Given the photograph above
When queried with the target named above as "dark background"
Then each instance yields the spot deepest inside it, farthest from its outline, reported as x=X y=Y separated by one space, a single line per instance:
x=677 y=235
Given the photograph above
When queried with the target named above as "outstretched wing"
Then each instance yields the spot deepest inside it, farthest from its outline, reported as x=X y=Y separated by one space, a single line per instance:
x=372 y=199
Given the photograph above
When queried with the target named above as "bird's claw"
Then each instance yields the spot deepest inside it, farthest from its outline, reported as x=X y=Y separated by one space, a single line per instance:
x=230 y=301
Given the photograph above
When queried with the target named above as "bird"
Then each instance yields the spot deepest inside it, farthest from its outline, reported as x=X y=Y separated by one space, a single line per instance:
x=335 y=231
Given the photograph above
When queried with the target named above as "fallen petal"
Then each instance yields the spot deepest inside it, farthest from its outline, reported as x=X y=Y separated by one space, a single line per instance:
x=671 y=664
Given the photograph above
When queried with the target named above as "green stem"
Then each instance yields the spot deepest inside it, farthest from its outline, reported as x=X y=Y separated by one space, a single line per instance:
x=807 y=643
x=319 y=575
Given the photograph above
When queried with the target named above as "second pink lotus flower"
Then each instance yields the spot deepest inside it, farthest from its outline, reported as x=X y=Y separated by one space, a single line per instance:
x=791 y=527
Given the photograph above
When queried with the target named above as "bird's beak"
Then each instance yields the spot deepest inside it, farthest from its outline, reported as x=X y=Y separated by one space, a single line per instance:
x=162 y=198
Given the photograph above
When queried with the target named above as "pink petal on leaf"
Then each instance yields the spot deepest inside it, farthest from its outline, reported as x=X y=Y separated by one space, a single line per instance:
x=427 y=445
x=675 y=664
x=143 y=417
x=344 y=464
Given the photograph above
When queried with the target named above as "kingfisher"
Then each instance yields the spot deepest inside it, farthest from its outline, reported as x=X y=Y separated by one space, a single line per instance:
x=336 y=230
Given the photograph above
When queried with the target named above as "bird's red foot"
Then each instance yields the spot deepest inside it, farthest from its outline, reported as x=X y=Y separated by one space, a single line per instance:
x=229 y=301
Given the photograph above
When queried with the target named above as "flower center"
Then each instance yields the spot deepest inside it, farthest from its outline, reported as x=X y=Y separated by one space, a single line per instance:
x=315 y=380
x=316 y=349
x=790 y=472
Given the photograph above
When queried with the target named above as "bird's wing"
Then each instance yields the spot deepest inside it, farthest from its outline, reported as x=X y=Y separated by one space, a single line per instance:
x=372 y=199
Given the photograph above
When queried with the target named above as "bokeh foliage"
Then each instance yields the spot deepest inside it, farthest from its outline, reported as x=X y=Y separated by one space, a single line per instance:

^^^^^^^^^^^^^^^^

Reproduce all of the data above, swapping each occurrence of "instance" for "occurrence" and leaving every other word unchanged.

Given the photograph above
When queried with the target named above as "dark background"
Then each occurrence yields the spot deepest inside it, farthest from its outline, reported as x=X y=Y separated by one space, a single line per occurrence:
x=677 y=235
Given the photograph above
When queried with the target named above as "outstretched wing"
Then each occurrence yields the spot deepest inside it, farthest from its outline, reported as x=X y=Y separated by one space, a single line per occurrence:
x=372 y=199
Given the photograph above
When queried with the target named above as "bird's claw"
Then each occurrence yields the spot deepest inside it, farthest from its outline, reported as x=X y=Y separated by one space, a single line per occurrence:
x=230 y=301
Given the photograph above
When queried with the target named above as "bird"
Then each occurrence yields the spot deepest inside it, farthest from its outline, reported as x=X y=Y separated by one space, a single line per occurrence:
x=335 y=231
Given the photograph above
When queried with the target named above as "fallen petal"
Then each occurrence yields the spot deepest inside it, farthest from its outline, reported as x=X y=Y separated by one space, a single line per occurrence:
x=671 y=664
Given the photograph above
When queried with the target named above as "green stem"
Then each occurrence yields the spot deepest inside it, farthest from its outline, reported as x=X y=Y separated by one space, a single line per occurrence:
x=807 y=643
x=319 y=575
Given the photograph above
When queried with the target named above as "second pink lotus flower"
Then each occurrence yields the spot deepest inside it, farthest from its outline, reported as x=X y=Y separated by one space, a single line per occurrence:
x=791 y=527
Given the photograph above
When queried with the target named above as "bird's beak"
Then each occurrence yields the spot deepest inside it, farthest from its outline, reported as x=X y=Y separated by one space, a single line per occurrence:
x=162 y=198
Given the photograph above
When queried with the target named above as "pink petal on leaf"
Then each occurrence yields the spot deepest inside it, farthest from its outline, reported as x=X y=Y separated by one space, a single line per occurrence:
x=427 y=445
x=675 y=664
x=143 y=417
x=344 y=464
Given the photograph above
When queried with the target named above as "kingfisher"
Then each occurrence yields the spot deepest inside it, farthest from its outline, reported as x=X y=Y separated by one space, a single line per occurrence:
x=336 y=230
Given the photograph above
When queried with the target named above as "bird's red foot"
Then each occurrence yields the spot deepest inside it, farthest from its outline, reported as x=X y=Y separated by one space, a single line per occurrence:
x=229 y=301
Given the photograph above
When queried with the target named above as "flower center"
Then each occurrence yields the spot deepest inside it, farthest from its outline, reported as x=X y=Y separated by one space, a single line per occurrence:
x=315 y=380
x=316 y=349
x=790 y=472
Given the photograph above
When queried with the target named above as "bird's wing"
Then each occurrence yields the spot deepest inside it, farthest from its outline, reported as x=X y=Y separated by one space, a single line per occurrence:
x=372 y=199
Given the photograph above
When queried with the target named above as "bokeh foliage"
Then each occurrence yields the spot deepest inside it, farthest from its outline, reported as x=X y=Y separated by one space, a single line per occurrence:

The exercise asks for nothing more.